[Records]

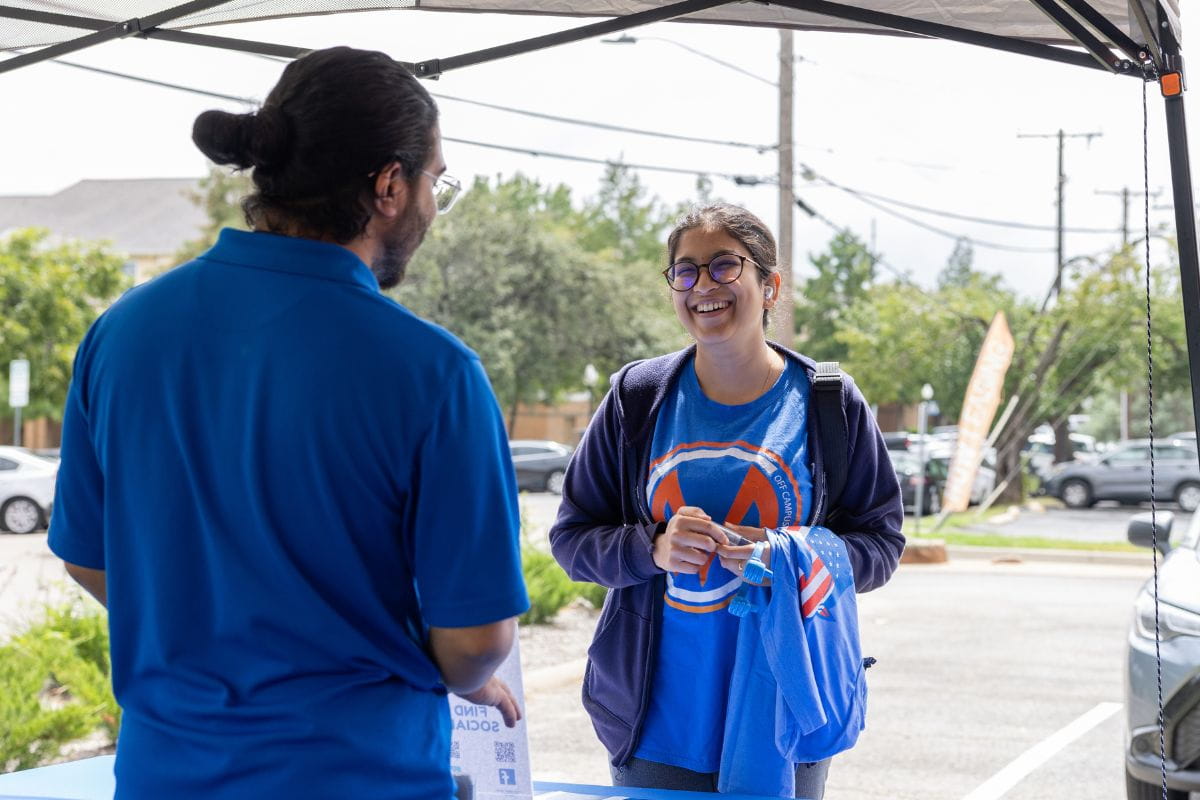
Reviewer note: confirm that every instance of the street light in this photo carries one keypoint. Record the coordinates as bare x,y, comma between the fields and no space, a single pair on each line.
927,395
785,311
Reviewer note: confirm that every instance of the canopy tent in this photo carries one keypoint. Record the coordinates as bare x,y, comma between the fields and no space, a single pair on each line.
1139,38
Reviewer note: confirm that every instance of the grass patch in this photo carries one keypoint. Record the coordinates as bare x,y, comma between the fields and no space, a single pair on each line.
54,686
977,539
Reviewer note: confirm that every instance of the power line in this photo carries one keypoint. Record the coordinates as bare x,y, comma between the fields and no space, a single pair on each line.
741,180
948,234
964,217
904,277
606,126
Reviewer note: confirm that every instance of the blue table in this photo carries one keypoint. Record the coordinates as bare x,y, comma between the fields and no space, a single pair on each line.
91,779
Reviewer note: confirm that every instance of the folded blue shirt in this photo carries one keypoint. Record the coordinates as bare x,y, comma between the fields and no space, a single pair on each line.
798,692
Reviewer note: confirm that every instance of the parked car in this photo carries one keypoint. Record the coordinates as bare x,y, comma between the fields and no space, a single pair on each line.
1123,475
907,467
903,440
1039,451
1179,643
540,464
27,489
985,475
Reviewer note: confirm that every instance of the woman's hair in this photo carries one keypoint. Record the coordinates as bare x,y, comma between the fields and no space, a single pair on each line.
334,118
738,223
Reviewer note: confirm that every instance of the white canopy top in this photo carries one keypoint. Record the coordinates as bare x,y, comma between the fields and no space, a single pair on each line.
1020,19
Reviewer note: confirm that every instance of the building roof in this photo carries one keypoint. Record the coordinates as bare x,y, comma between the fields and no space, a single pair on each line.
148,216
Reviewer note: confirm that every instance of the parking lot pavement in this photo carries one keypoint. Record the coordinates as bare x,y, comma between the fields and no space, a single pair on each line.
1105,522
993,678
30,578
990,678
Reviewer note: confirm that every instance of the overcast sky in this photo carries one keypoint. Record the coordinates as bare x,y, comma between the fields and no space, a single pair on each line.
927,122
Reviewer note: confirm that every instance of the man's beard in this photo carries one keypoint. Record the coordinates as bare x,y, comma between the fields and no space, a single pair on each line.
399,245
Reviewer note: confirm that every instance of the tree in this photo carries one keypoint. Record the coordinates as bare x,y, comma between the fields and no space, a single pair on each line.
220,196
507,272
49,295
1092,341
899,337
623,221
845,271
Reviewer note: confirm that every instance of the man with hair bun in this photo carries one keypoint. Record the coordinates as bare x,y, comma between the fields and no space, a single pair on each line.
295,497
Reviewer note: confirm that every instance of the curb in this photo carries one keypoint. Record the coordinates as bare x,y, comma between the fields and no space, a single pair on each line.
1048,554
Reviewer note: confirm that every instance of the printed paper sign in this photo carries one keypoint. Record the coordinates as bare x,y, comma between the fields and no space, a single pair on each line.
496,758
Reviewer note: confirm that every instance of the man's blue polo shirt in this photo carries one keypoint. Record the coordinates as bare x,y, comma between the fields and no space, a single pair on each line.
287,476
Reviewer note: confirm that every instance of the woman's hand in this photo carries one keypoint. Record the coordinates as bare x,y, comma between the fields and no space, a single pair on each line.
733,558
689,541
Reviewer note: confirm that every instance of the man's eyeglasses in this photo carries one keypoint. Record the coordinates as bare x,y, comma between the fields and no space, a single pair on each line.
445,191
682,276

● Problem requirements
Write out the listing above exactly as it stands, pictures excluded.

● Result
Reviewer note: confirm that every instance of the street light in this photo carries one keypoint. Record the coordinates as bare x,y, comma between the fields and no space, a single pair on each line.
927,395
785,311
Reviewer note: confirm that every instance of the canopy tent in this photo carries one keypoint. Record the coordinates as bare x,y, comma between the fields and no space, a single pair on each line.
1139,38
Reviewer note: confirm that every instance of the grass patch in this photo carries one keypoint. Record the coordinates as bare x,y, comma between the fields and no space, a single pair on each line.
54,686
977,539
Reviewer note: confirm that every instance of the power line in this photo carries one keypoint. Record the coordinates as bare x,y, comma between the fields and no space, a single pair on each line.
741,180
948,234
964,217
904,277
606,126
Reviewer note: confirm that every instance of the blue table in this photo carries one keypoint. Record the coordinates as bare x,y, comma between the fields and no space, a single pair on each line.
91,779
Reviewer note: confirm that every instance of the folded blue shirt in this photo carries one keypoint. Record the coordinates as bare x,y, comma between the fields and no space, a single pair on each line.
798,692
Reviewer note: confirm that every instance of the parked car in this photo carries one keypoint. Record the coordinates as bare x,y, comma between the fields and no space, a single pair on each line.
1123,475
907,467
903,440
1039,451
1179,643
540,464
27,489
985,475
Reviewer note: confirm that every instance of the woman's hair in this photo carries one keypoint. Record the coordinates as bare x,y, comma between the fields and no space, a single pair on each line.
334,118
738,223
Reviewer note: confirm that every instance of the white canopy top in this photo carries one keypoint. Record the coordinates as bare x,y, comma between the fields and no space, a single pair on each line.
1020,19
Reviewer note: confirm that every instance of the building roof in this photo carries one keypoint. Record the coordinates as bare x,y, comma between the fields and no space, a single pair on each line.
148,216
Reviewer note: confirm that every instance of the parking lot pavement in this photo carries one keypoint. Record the coordinates as bare x,y, comma between the fields and no space, a single pair on each line.
1105,522
993,678
30,578
990,678
Reviewer note: confirm that every instance of the overcast sky in this photo carries one keypoint. Record the coordinates as bare x,y, comma between the fields and no space, a single pair on each line.
927,122
Reviewer note: confirm that every instance of the man's beard in this photo carries one keypoint. Record the coordinates as bare x,y, comma between the fields and no space, a single pair on each line.
399,245
Reviewer note: confirm that every instance of the tree in this photo carries one keypoint. Record the coordinates as bare x,y, comma between the fields and no space, a single pair on each line.
220,196
507,272
49,295
1092,341
899,337
623,221
845,271
Reviewer note: confirm that every instance of the man with hair bun in this photo carries one keypoint. Record the coordinates as bare x,y, comma between the fields and no space, a single pair on each line.
295,497
Reviewer note: confirm that every instance of the curb in this photo carries one keypoint. Record the coordinates as bare x,y, comma between the fields and no space, a single pair on each line.
1048,554
Reviewer note: confirm that every instance of the printed paper sign in this photo carries one keypoint. Record the coordinates as bare x,y, comma between the fields and no space, a single pair on each line.
496,758
Reviewer note: confirm that every instance of the man's blue polo shirt in this photo carries one keypoint. Record the coordinates as bare x,y, comma between the fields and no space, a single pair on each line.
287,476
Reviewer note: confirm that every instance of the woman's hand in this photo carries one keypoint. Record the coordinates as bare x,y, comma between the fields and no space, a single pair on each line.
733,558
689,541
Reviewer note: confirm that every instance of the man's eyeglasses in this photo carries one keypoint. Record the coordinates as bare x,y, comma between the fields and no space, a single pair on each line.
445,191
682,276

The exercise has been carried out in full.